Exercise objective: Lines holding the string "this" in the listing below are to be copied.

*** Opening Data records ***

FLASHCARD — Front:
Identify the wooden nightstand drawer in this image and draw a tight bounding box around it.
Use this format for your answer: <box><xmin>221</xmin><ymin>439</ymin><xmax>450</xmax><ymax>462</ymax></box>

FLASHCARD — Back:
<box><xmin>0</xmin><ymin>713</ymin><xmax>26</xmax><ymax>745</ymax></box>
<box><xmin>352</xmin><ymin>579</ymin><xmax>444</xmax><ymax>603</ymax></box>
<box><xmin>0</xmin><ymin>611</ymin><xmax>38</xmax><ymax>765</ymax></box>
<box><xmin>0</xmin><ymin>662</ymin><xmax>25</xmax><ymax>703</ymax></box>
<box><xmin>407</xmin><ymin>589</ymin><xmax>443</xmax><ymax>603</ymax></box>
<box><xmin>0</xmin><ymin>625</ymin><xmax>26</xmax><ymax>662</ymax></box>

*** Closing Data records ***

Reply:
Identify the wooden nightstand drawer in this image and draw a tight bounding box around it.
Use this format for your answer: <box><xmin>221</xmin><ymin>439</ymin><xmax>450</xmax><ymax>462</ymax></box>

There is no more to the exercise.